Give every entry again, unchanged, and leave its images out.

• • • • •

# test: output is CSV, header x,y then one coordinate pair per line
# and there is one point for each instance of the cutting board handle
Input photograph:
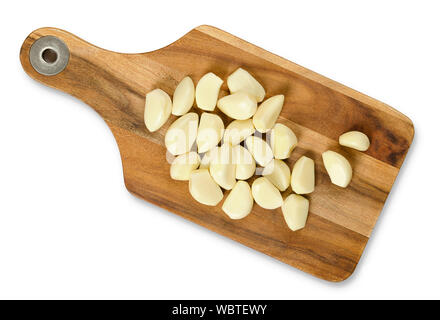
x,y
110,82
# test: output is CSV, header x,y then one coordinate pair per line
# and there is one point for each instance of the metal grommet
x,y
49,55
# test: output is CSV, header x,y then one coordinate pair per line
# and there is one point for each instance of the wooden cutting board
x,y
316,108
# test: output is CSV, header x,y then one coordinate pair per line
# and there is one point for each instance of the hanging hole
x,y
49,55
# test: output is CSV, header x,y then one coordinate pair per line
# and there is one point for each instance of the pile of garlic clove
x,y
227,157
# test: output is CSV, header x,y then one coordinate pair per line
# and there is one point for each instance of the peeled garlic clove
x,y
355,139
239,202
222,167
207,91
210,131
183,97
183,165
241,80
203,188
303,176
282,141
206,159
245,163
338,168
278,173
157,109
237,131
259,149
239,105
267,113
265,194
182,133
295,210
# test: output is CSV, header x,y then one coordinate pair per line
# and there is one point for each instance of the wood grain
x,y
316,108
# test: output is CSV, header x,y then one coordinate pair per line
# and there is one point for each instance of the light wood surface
x,y
316,108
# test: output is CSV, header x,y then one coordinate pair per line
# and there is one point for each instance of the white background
x,y
69,228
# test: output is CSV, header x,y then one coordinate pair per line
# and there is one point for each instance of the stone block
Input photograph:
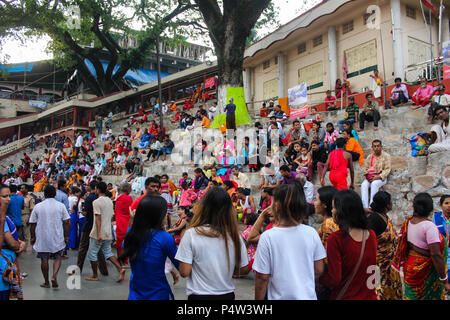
x,y
439,191
424,183
417,166
436,162
398,163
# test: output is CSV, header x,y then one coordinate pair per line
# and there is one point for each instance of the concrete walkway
x,y
104,289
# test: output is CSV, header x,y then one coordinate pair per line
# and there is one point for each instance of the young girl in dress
x,y
303,161
165,193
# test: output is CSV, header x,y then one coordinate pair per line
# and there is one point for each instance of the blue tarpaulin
x,y
17,67
141,75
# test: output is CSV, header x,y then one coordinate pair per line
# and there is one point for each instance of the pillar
x,y
248,87
281,63
332,55
74,116
396,18
445,28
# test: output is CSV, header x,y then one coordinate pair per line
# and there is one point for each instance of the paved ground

• • • • •

Solution to this task -
# test: output is CSV, header x,y then one coordinate pair per line
# and there is one point for each instance of the cutting board handle
Input photograph:
x,y
110,82
# test: output is CSV, header x,y then one coordinate pair per line
# and there is one point for each instance of the metal grommet
x,y
49,55
# test: output is CSV, header x,y then one coordinate pair per line
# and there is one point for each instance of the wooden cutting board
x,y
316,108
# test: output is CSV, header x,y then one coordinate pair per line
# and there is one point for each instance of the hanging hole
x,y
49,55
# test: output is CSV, header x,y then one coordinate pair per line
# and there is one point for each instance of the pile of garlic clove
x,y
227,157
# test: output is CSV, header x,y then one coordinate pair per line
# and there is one point for each instance of the peeled garlic clove
x,y
355,139
239,202
222,167
207,91
210,131
183,97
183,165
241,80
203,188
303,176
282,141
206,159
245,163
338,168
278,173
157,109
237,131
259,149
239,105
267,113
265,194
182,133
295,210
# test: output is CSV, header x,y then one coordinate pair per line
# and there is one point for each instance of the wood grain
x,y
316,108
# test: output is CSV, header x,y then one coordinate pair per line
# and there is one point for each instance of the light wood surface
x,y
316,108
# test: output is CSV, header x,y then one coordinate pair per line
# and there is one point for each instance of the white background
x,y
69,228
# test: output is CSV, header x,y then one coordinate pair per line
# and there is one point for each instance of the stone block
Input photograph:
x,y
439,191
424,183
417,166
436,162
398,163
# test: output is CSV, header x,y then one coordinate pair per line
# and there is one point for each instance of the concrete walkway
x,y
104,289
# test: output is CSV, header x,y then one coordinate pair per line
# and there is one point for each instance of the young girl in dress
x,y
303,161
165,193
# test: output is CSV, header x,y then one coordinate pair per line
# and there is one point for each instance of the blue tarpaulin
x,y
17,67
141,75
# test: output is CSV, header x,y then one coordinate pair per line
# and there is one point for each instance of the pillar
x,y
248,87
281,63
332,55
74,116
396,18
445,28
# test: output is CSV, header x,y then one coordinate pair per line
# and there is one point for each instance of the paved ground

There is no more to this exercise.